- Title: Professor and Associate Director
- Board member of: International Association for Sports and Leisure Facilities

Academic background
- Education: Wesleyan University (BA, 1996); University of Minnesota (PhD, 2003);

Academic work
- Discipline: Architecture, urban development
- Sub-discipline: Sport architecture, skyscrapers, political economy of architecture
- Institutions: Ohio State University, Georgia Institute of Technology

= Benjamin Flowers =

American architecture scholar

Benjamin Flowers is an American architecture scholar, author, and academic administrator. He is professor and former associate director at The Ohio State University's Knowlton School. His work focuses on the intersections of architecture, politics, and urban development, particularly within the context of sports stadiums and skyscrapers. Flowers is a member of the executive board of the International Association for Sports and Leisure Facilities (IAKS).

== Early life and education ==
Flowers earned a Bachelor of Arts from Wesleyan University (1996) and a Doctor of Philosophy from the University of Minnesota (2003).

== Career ==
Flowers began his career as a technical information specialist at the Library of Congress (2004–2005).

In 2005, Flowers joined the Georgia Institute of Technology's School of Architecture as an assistant professor. He was promoted to associate professor with tenure in 2011 and a full professor in 2017. He received the College of Design's Georgia Power Professor of Excellence Award (2012) and the School of Architecture's Dean William Fash Teaching Excellence Award (2017). During his time at Georgia Tech, he served as director of Stadia Lab (2014–2019), director of undergraduate studies (2013–2014), was part of the second cohort of the Emerging Leaders Program at Georgia Tech (2017), a Provost's Teaching and Learning Fellow in the College of Design (2018), and associate vice provost for advocacy and conflict resolution (2018–2019).

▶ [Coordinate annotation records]
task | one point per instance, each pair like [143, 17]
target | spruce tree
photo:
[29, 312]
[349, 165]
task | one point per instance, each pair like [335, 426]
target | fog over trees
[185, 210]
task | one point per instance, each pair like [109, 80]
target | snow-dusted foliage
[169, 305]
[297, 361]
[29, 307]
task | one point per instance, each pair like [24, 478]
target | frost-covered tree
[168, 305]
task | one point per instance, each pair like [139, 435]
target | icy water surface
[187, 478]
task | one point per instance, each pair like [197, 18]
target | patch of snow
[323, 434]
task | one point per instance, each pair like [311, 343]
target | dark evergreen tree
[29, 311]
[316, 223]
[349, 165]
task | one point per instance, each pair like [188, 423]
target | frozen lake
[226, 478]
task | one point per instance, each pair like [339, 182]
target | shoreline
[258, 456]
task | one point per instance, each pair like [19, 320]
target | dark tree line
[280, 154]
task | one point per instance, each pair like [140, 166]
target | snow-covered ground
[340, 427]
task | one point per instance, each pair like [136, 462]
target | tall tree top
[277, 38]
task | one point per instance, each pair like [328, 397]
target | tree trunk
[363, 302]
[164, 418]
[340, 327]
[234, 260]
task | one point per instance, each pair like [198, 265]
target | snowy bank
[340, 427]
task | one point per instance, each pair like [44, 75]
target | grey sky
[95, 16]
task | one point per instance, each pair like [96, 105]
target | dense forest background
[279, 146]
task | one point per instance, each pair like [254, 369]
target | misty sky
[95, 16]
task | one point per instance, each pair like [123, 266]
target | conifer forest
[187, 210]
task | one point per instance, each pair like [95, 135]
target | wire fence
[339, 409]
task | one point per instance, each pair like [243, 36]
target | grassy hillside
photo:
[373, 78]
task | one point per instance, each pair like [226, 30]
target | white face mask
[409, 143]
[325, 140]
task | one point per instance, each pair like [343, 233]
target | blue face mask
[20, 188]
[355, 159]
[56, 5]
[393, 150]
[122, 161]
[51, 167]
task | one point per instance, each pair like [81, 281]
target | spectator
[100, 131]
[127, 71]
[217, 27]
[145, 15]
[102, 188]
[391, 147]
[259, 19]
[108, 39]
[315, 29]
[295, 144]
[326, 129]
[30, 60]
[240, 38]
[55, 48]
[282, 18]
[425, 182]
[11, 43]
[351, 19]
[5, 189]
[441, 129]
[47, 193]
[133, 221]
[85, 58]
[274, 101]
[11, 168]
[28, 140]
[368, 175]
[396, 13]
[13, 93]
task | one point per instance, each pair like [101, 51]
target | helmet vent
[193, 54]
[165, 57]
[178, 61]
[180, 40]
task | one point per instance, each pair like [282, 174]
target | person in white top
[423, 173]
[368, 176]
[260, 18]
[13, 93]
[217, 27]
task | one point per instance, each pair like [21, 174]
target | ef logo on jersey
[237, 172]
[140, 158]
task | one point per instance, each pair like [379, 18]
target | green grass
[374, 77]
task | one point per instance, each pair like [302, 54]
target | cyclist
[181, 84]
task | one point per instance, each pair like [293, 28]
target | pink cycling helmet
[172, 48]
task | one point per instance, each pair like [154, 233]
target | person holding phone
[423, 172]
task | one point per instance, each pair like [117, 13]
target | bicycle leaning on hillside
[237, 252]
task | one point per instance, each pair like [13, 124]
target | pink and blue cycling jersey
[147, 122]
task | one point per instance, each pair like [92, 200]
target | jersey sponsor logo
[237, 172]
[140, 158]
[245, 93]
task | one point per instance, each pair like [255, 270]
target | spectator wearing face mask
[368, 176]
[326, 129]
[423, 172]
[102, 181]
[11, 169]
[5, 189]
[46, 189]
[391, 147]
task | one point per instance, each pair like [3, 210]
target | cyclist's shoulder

▶ [Brief A]
Answer these questions using the biography of Benjamin Flowers:
(i) From which university did Flowers receive his Doctor of Philosophy, and in what year?
(ii) What position did he hold at the Library of Congress?
(iii) What award did he receive in 2012?
▶ [Brief B]
Proceed with the biography of Benjamin Flowers by continuing it from the point where it stops.

▶ [Task output A]
(i) The University of Minnesota, in 2003.
(ii) Technical information specialist (2004–2005).
(iii) The College of Design's Georgia Power Professor of Excellence Award.

▶ [Task output B]
In 2019, Flowers joined The Ohio State University as a full professor at the Knowlton School and later as associate director in 2020–2024. In 2021, he was elected to the executive board of the International Association for Sports and Leisure Facilities. He has appeared on several episodes of National Geographic’s Superstructures: Engineering Marvels (2019, 2020). Flowers’ research on skyscrapers and stadiums has been featured in major news outlets in the US and UK.

In 2019, Flowers was part of the First Skyscrapers Symposium, Steering Committee.

Flowers has also consulted for firms including Populous and CBRE and served as an expert witness on architectural cases involving stadium design.

== Awards ==
- Outstanding Academic Title Award from Choice Magazine for Skyscraper (2010)
- Propmondo's 50 Greatest Commercial Real Estate Books of All Time (2024)

== Books ==

===Authored===
- Flowers, Benjamin Sitton (2018). "Beautiful Moves: Designing Stadia"
- Flowers, Benjamin Sitton (2017). "Sport and Architecture"
- Flowers, Benjamin (2009). "Skyscraper: The Politics and Power of Building New York City in the Twentieth Century"

===Edited ===
- Flowers, Benjamin (2014). "Architecture in an Age of Uncertainty"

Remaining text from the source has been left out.